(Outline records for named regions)
/---
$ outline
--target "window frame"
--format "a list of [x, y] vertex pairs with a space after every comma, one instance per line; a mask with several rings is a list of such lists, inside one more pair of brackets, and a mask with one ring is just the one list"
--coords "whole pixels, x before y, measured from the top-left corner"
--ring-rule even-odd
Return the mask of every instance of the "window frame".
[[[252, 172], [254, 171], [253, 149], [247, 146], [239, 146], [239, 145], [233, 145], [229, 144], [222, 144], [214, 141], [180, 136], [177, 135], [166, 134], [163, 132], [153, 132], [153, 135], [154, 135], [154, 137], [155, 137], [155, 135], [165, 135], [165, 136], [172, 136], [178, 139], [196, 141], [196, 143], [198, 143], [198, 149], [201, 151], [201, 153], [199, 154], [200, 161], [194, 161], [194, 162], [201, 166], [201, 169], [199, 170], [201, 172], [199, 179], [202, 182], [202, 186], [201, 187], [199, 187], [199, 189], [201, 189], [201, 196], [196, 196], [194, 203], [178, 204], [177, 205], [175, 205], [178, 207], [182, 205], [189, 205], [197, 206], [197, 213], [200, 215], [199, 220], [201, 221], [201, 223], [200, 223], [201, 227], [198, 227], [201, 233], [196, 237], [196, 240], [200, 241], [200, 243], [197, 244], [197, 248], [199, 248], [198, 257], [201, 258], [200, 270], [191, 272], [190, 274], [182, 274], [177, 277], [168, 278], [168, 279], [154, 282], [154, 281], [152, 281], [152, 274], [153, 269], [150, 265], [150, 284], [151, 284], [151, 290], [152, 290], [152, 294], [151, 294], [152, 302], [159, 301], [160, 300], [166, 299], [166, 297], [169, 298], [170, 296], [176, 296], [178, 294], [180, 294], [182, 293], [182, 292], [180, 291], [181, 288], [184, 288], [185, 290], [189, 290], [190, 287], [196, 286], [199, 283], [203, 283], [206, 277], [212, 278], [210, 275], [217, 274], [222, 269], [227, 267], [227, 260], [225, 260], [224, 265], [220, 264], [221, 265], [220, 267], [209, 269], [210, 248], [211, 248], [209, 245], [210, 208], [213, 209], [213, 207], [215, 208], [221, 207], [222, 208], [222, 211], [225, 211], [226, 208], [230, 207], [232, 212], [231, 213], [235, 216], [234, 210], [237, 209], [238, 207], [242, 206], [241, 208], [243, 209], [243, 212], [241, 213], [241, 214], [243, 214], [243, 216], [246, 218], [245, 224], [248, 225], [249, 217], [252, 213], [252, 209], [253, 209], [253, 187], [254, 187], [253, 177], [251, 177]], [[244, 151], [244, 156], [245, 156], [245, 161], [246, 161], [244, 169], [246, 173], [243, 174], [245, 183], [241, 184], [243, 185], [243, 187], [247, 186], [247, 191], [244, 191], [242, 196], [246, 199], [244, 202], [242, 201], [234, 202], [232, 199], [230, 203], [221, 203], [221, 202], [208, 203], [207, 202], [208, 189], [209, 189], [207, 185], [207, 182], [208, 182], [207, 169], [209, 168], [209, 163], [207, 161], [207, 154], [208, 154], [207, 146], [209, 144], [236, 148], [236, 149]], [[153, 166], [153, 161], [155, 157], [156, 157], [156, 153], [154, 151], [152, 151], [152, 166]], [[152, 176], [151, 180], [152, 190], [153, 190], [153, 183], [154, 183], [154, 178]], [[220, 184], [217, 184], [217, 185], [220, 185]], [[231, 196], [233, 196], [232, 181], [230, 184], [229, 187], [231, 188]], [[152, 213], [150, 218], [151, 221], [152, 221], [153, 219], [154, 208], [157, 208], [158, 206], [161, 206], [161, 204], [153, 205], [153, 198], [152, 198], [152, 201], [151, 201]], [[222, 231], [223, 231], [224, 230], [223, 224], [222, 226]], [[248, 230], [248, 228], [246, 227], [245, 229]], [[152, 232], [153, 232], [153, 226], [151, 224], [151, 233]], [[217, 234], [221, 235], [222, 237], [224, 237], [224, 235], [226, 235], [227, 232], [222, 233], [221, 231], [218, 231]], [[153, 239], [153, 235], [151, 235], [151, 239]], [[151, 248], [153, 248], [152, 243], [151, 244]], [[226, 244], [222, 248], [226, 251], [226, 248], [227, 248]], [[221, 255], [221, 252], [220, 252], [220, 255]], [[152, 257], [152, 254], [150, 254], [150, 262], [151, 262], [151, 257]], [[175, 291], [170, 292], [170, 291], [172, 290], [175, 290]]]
\---
WRITTEN PROBLEM:
Reproduce the full material above line for line, without changing a single character.

ANSWER BELOW:
$ outline
--target "window frame"
--format "a list of [x, y] vertex pairs with a space after every comma, one instance per line; a mask with several rings is a list of such lists, inside one more pair of brackets, and a mask with one ring is just the one list"
--coords "whole pixels, x before y, measured from the top-left corner"
--ring-rule even-odd
Return the mask of every instance of the "window frame".
[[[252, 172], [254, 171], [253, 149], [247, 146], [239, 146], [239, 145], [233, 145], [229, 144], [222, 144], [214, 141], [180, 136], [177, 135], [166, 134], [163, 132], [153, 132], [153, 135], [154, 135], [154, 137], [155, 137], [155, 135], [165, 135], [165, 136], [172, 136], [178, 139], [196, 141], [196, 143], [198, 143], [198, 149], [201, 151], [201, 153], [199, 154], [200, 161], [194, 161], [194, 162], [201, 166], [201, 169], [199, 170], [201, 172], [199, 179], [202, 182], [202, 186], [201, 187], [199, 187], [199, 189], [201, 189], [201, 196], [196, 196], [194, 203], [178, 204], [177, 205], [175, 205], [178, 207], [182, 205], [189, 205], [197, 206], [197, 213], [200, 215], [199, 220], [201, 221], [201, 223], [200, 223], [201, 227], [198, 227], [201, 233], [196, 237], [196, 240], [200, 241], [200, 243], [197, 244], [197, 248], [199, 248], [198, 257], [201, 258], [200, 270], [191, 272], [190, 274], [182, 274], [177, 277], [168, 278], [168, 279], [154, 282], [154, 281], [152, 281], [152, 274], [153, 269], [150, 265], [150, 284], [151, 284], [151, 290], [152, 290], [152, 294], [151, 294], [152, 302], [159, 301], [160, 300], [166, 299], [166, 297], [169, 298], [170, 296], [176, 296], [178, 294], [180, 294], [182, 293], [182, 292], [180, 291], [181, 288], [184, 288], [185, 290], [189, 290], [190, 287], [196, 286], [199, 283], [203, 283], [206, 277], [212, 278], [210, 275], [217, 274], [222, 269], [227, 267], [227, 260], [225, 260], [224, 265], [220, 264], [221, 265], [220, 267], [209, 269], [210, 248], [211, 248], [209, 245], [210, 208], [213, 209], [213, 207], [215, 208], [221, 207], [222, 208], [222, 211], [225, 211], [226, 208], [230, 207], [232, 212], [231, 213], [235, 216], [234, 210], [237, 209], [238, 207], [242, 206], [241, 208], [243, 209], [243, 212], [241, 213], [241, 214], [243, 214], [243, 216], [246, 218], [245, 224], [248, 225], [249, 217], [252, 213], [252, 209], [253, 209], [253, 187], [254, 187], [253, 177], [251, 177]], [[244, 151], [244, 156], [245, 156], [245, 161], [246, 161], [244, 169], [246, 173], [243, 174], [245, 183], [241, 184], [243, 185], [243, 187], [247, 186], [247, 191], [244, 191], [242, 196], [246, 199], [244, 202], [242, 201], [234, 202], [232, 199], [230, 203], [221, 203], [221, 202], [208, 203], [207, 202], [208, 189], [209, 189], [207, 185], [207, 182], [208, 182], [207, 169], [209, 168], [209, 163], [207, 161], [207, 154], [208, 154], [207, 146], [209, 144], [236, 148], [236, 149]], [[153, 166], [153, 161], [155, 157], [156, 157], [156, 153], [154, 151], [152, 151], [152, 166]], [[152, 176], [151, 180], [152, 190], [153, 190], [153, 183], [154, 183], [154, 178]], [[220, 184], [217, 184], [217, 185], [220, 185]], [[231, 196], [233, 196], [232, 181], [230, 184], [229, 187], [231, 188]], [[152, 213], [150, 218], [151, 221], [152, 221], [153, 219], [154, 208], [157, 208], [158, 206], [161, 206], [161, 204], [153, 205], [153, 198], [152, 198], [152, 201], [151, 201]], [[222, 231], [223, 231], [224, 230], [223, 224], [222, 226]], [[248, 230], [248, 228], [246, 227], [245, 229]], [[152, 232], [153, 232], [153, 226], [151, 224], [151, 233]], [[217, 234], [221, 235], [222, 237], [224, 237], [224, 235], [226, 235], [227, 232], [222, 233], [221, 231], [218, 231]], [[153, 239], [153, 235], [151, 235], [151, 239]], [[151, 248], [153, 248], [152, 243], [151, 244]], [[226, 244], [222, 248], [226, 251], [226, 248], [227, 248]], [[221, 255], [221, 252], [220, 252], [220, 255]], [[152, 257], [152, 254], [150, 254], [150, 262], [151, 262], [151, 257]], [[175, 291], [170, 292], [170, 291], [172, 290], [175, 290]]]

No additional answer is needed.